A new partnership between the Morehouse School of Medicine and a pharmaceutical company will focus on access to medical care in the Black community. GPB’s Ellen Eldridge has more.

A man in gloves tests a patient for HIV

Reggie Batiste, left, program manager with AIDS Healthcare Foundation, administers a free HIV test as part of National HIV Testing Day, Thursday, June 27, 2013, in Atlanta.

Credit: AP Photo/David Goldman

Gilead Sciences Inc. is awarding $4.5 million in grants over the next three years to the Satcher Health Leadership Institute at Morehouse School of Medicine and Xavier University in Louisiana, with a particular focus on HIV testing, treatment and care.

The California-based biopharmaceutical company focuses on researching and developing antiviral drugs used in the treatment of HIV/AIDS, hepatitis B, hepatitis C, influenza, and COVID-19, which all disproportionately affect communities of color. Gilead was recently named the No. 1 overall philanthropic funder of HIV/AIDS programs by Funders Concerned About AIDS.

Disadvantaged and disinvested communities are disproportionately affected by public health crises, Gilead said in its recent report, HIV in the time of COVID-19: Leaving No One Behind to Truly End the HIV Epidemic.

Health care systems continue to fail to reach those most at risk, leading to heavier disease burdens and worse health outcomes, the report said, adding that "a truly effective public health response requires a deep recognition of the impact that pervasive inequities have on health and well-being, including HIV-related health outcomes and quality of life."

Daniel Dawes with Morehouse said the grant money will go toward addressing the social as well as the political determinants of health because these are the instigators when it comes to structural barriers that prevent underrepresented communities' ability to address their HIV care continuum needs.

Atlanta-based HIV researcher Dr. Melanie Thompson said she is not surprised at the disparity as it again appeared with the monkeypox outbreak in Atlanta.

"I wish I could say I was shocked by this; I'm extremely concerned about it," Thompson said. "But the most cynical part of me says it's just another day in Georgia."

She explained that the demographics of people with HIV who present with new HIV diagnoses, 73% are Black and only about 13% are white.

"The disproportionate impact on this community is no surprise, and it's been that way for decades," Thompson said. "But it is not really getting better. And monkeypox, again, raises the veil on the disparities that occur in our health system."

########

Translate this sentence from the article on HIV care grants into Spanish: "Gilead was recently named the No. 1 overall philanthropic funder of HIV/AIDS programs by Funders Concerned About AIDS."

Point location data:
########

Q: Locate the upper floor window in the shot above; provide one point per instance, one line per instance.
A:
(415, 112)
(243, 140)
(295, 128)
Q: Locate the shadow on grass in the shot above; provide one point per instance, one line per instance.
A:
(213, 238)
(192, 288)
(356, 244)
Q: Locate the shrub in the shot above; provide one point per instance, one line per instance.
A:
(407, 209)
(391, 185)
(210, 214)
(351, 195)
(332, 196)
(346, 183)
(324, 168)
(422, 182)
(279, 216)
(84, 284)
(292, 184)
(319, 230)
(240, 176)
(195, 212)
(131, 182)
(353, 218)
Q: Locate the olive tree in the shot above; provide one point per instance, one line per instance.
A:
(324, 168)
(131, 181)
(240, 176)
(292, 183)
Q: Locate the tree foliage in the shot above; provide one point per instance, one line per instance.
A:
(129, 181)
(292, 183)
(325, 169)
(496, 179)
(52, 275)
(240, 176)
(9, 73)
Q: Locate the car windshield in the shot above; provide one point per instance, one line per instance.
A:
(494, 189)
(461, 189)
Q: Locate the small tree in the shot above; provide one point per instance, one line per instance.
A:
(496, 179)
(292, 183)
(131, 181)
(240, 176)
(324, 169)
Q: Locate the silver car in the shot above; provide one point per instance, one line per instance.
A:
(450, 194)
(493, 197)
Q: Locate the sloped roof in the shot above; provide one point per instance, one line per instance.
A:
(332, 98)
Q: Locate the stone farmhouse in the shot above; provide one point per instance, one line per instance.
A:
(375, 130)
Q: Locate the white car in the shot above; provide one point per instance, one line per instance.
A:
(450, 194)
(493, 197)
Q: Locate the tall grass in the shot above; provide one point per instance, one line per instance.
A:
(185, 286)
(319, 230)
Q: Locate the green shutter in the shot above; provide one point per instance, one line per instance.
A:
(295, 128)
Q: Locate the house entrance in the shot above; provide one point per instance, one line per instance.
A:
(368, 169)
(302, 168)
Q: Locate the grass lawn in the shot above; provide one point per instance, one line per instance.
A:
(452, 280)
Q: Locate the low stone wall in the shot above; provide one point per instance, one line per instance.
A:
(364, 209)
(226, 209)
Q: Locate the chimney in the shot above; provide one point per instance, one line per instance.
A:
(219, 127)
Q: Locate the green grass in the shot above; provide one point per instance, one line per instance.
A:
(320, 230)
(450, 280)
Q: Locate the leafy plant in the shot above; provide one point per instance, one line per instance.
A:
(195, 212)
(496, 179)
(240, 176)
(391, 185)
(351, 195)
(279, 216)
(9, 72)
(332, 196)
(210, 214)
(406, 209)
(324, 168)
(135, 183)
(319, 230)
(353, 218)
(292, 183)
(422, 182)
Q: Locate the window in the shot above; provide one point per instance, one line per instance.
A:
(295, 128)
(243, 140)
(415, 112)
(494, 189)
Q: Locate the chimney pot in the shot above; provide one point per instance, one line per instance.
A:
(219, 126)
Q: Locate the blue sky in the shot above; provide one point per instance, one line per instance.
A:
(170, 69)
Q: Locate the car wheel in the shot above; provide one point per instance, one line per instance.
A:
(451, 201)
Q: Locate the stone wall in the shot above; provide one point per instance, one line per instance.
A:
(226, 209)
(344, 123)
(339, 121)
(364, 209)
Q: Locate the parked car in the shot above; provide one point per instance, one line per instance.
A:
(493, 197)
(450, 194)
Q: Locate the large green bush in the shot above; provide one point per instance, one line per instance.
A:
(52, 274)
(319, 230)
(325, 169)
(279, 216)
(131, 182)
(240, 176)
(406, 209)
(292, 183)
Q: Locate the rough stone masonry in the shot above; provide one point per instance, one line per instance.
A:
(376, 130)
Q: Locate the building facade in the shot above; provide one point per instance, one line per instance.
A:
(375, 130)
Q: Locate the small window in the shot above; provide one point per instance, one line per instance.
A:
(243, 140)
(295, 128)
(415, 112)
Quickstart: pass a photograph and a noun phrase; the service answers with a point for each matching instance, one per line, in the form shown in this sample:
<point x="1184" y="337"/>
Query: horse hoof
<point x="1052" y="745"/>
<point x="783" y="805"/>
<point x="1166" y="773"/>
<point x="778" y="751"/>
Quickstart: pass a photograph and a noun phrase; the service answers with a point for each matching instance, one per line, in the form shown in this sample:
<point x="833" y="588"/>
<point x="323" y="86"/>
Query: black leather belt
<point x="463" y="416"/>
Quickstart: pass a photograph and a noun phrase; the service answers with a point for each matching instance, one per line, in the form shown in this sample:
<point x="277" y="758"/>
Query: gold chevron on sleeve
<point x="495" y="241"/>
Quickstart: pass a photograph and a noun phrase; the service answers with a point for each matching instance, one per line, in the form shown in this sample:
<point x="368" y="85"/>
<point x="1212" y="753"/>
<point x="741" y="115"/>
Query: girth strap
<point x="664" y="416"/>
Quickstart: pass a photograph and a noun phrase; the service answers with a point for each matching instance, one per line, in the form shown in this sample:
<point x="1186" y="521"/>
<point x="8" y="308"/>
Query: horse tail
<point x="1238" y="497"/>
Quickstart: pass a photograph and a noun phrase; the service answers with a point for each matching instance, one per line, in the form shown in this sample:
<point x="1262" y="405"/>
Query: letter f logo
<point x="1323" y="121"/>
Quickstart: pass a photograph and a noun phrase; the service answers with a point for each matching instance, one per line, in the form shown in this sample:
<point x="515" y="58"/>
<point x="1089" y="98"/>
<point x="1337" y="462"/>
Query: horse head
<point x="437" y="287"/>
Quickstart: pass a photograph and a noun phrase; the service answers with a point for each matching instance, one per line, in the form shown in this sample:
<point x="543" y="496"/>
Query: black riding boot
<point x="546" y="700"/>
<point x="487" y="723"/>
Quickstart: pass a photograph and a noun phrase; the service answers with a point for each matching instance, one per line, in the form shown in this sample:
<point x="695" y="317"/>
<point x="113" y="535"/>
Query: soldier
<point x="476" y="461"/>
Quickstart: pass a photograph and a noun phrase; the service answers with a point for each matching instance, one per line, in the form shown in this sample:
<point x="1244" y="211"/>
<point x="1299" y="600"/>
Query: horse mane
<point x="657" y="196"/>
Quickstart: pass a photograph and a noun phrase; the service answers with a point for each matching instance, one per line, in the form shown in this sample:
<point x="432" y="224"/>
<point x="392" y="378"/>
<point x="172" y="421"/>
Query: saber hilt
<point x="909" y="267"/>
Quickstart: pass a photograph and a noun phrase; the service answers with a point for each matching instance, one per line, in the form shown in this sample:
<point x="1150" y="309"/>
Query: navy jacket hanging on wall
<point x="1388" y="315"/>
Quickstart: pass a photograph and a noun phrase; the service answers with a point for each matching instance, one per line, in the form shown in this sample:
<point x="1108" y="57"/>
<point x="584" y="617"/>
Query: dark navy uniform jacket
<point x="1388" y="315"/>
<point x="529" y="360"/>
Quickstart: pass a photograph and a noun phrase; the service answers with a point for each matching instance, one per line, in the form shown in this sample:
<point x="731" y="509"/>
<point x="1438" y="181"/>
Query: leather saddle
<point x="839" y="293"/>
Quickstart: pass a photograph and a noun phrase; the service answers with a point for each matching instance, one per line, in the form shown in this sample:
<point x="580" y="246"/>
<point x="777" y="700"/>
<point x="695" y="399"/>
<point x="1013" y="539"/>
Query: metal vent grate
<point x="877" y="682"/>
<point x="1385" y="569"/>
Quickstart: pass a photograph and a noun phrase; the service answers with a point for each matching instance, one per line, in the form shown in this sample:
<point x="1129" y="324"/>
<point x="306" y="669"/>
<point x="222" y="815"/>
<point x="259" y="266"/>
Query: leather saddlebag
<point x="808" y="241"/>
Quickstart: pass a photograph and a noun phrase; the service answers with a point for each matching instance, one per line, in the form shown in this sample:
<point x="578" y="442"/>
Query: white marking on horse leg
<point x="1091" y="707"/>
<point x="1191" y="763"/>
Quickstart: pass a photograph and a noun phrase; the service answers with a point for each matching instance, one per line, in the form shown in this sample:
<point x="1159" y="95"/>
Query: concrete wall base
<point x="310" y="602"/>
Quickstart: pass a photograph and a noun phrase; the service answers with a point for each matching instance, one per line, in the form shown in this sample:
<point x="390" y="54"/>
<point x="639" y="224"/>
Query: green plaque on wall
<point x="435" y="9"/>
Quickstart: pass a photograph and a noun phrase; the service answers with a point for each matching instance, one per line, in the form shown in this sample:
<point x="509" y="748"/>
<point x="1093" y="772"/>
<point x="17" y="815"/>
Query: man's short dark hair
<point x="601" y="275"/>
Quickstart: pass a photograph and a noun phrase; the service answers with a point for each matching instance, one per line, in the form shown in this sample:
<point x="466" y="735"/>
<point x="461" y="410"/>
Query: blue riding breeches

########

▶ **TASK ANSWER**: Gilead fue nombrada recientemente el financiador filantrópico número 1 en general de programas de VIH/sida por Funders Concerned About AIDS.